** Begin DATA IN THIS EXERCISE **

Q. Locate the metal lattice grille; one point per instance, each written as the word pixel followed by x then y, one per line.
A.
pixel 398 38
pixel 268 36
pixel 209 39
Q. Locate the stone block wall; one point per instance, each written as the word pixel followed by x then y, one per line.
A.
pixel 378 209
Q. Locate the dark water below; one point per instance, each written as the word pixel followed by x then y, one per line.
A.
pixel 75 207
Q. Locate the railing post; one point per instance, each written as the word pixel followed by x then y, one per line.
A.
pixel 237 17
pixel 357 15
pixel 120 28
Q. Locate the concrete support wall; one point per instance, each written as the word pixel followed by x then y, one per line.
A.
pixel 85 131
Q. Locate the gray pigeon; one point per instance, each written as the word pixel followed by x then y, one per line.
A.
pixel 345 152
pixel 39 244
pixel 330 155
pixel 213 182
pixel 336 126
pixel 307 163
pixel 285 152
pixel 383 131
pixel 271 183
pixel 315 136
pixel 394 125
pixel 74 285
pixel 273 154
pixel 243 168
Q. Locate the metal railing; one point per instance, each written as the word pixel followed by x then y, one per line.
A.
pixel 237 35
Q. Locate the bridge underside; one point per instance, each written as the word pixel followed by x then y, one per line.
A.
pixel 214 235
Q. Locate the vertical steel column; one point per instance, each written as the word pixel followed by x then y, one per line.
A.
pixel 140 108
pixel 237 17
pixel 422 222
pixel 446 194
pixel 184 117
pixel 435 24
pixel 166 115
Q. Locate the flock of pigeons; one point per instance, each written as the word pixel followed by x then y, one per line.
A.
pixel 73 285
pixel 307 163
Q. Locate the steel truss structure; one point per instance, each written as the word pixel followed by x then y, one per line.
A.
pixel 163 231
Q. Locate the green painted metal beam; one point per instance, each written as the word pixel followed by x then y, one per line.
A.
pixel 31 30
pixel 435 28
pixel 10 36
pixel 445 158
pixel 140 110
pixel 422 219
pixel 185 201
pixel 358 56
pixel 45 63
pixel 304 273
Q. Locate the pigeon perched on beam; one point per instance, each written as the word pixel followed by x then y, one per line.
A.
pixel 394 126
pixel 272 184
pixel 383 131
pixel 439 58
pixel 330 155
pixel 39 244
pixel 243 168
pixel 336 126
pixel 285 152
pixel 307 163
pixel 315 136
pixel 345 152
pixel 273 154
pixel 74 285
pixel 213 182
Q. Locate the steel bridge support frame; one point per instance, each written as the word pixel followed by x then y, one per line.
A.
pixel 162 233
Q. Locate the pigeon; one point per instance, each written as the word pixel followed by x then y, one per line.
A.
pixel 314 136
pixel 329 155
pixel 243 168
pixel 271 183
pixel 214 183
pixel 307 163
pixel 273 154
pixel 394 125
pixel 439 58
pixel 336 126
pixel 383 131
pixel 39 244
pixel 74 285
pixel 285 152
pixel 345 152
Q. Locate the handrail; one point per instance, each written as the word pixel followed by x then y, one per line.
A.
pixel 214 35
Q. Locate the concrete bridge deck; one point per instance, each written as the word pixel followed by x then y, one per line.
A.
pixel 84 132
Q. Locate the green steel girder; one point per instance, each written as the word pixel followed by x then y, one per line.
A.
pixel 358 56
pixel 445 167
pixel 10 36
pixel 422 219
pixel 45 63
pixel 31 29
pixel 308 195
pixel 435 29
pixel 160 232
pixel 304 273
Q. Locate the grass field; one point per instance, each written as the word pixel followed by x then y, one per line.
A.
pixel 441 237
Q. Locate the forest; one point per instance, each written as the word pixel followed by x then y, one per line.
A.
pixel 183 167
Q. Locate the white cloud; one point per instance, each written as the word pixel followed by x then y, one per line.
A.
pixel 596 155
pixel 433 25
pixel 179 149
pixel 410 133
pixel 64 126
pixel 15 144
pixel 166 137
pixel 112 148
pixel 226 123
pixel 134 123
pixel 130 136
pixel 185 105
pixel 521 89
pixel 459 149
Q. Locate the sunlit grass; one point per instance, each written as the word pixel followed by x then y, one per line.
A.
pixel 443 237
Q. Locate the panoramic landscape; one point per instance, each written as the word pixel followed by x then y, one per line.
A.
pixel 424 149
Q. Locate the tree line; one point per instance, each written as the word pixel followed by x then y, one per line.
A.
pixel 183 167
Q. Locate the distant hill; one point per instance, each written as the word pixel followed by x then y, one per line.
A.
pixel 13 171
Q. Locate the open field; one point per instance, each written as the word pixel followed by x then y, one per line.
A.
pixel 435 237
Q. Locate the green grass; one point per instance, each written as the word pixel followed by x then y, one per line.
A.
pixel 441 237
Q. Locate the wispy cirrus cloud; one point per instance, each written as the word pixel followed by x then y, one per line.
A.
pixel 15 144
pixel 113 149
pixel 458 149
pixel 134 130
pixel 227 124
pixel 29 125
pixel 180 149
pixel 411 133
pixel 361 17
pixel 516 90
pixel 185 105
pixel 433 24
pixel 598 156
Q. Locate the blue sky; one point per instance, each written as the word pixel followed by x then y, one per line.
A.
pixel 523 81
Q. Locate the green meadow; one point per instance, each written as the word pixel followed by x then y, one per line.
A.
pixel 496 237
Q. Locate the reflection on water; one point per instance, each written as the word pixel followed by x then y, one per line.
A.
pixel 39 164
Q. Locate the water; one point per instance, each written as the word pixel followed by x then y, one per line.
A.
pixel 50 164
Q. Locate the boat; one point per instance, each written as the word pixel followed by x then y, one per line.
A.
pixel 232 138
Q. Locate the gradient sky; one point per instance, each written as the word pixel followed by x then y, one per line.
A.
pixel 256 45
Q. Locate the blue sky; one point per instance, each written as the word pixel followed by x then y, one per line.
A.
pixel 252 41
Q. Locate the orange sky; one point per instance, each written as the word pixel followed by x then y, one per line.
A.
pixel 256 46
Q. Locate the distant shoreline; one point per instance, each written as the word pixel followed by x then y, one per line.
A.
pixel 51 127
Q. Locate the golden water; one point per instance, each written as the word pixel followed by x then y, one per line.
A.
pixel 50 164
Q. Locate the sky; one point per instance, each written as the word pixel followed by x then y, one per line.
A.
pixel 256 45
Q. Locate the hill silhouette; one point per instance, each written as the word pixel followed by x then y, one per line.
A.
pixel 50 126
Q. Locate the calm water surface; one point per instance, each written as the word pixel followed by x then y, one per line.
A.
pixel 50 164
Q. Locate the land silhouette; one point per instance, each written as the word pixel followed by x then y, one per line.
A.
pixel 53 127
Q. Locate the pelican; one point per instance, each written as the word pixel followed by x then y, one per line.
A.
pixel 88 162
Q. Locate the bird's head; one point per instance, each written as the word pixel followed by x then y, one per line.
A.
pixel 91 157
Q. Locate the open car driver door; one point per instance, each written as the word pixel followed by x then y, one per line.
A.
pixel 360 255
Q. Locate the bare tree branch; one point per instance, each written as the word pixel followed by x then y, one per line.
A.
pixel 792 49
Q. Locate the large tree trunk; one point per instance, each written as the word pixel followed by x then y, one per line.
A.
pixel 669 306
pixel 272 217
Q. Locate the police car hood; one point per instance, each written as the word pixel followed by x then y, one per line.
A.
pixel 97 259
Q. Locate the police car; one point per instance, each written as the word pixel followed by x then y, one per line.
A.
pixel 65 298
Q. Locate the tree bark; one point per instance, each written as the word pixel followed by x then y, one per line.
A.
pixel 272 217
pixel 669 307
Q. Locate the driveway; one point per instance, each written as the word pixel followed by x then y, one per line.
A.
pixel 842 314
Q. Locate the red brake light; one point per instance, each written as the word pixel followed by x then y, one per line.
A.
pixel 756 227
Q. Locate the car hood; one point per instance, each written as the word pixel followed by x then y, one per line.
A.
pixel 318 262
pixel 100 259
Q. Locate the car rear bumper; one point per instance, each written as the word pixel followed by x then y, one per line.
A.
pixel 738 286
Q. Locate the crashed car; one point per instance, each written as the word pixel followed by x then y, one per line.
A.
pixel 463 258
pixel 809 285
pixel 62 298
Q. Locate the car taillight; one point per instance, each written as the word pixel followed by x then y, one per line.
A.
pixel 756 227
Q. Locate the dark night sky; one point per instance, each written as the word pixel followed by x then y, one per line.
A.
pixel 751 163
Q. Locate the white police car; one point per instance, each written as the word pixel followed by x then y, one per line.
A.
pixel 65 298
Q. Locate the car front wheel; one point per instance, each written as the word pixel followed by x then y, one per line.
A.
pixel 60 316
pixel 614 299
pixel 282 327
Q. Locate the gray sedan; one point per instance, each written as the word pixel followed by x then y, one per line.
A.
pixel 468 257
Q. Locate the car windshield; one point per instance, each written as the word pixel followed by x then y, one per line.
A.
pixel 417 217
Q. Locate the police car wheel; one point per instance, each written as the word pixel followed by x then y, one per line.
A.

** End DATA IN THIS EXERCISE **

> STATED EXERCISE
Rewrite the stretch from the start of the lines through the line containing "pixel 85 131", swapping "railing post" for "fence post" and leaving everything else the same.

> WORKED ANSWER
Q. Locate the metal lattice grille; one point per instance, each written as the word pixel followed by x then y, one per line.
A.
pixel 398 38
pixel 268 36
pixel 209 39
Q. Locate the stone block wall; one point per instance, each written as the word pixel followed by x then y, one per line.
A.
pixel 378 209
Q. Locate the dark water below; one point per instance, each written as the word pixel followed by x then y, one per line.
A.
pixel 75 207
Q. Locate the fence post; one point per instance, each written as the word pixel followed by x then y, one per line.
A.
pixel 237 17
pixel 357 15
pixel 120 28
Q. Locate the concrete support wall; one point per instance, each written as the word pixel followed by x then y, one per line.
A.
pixel 85 131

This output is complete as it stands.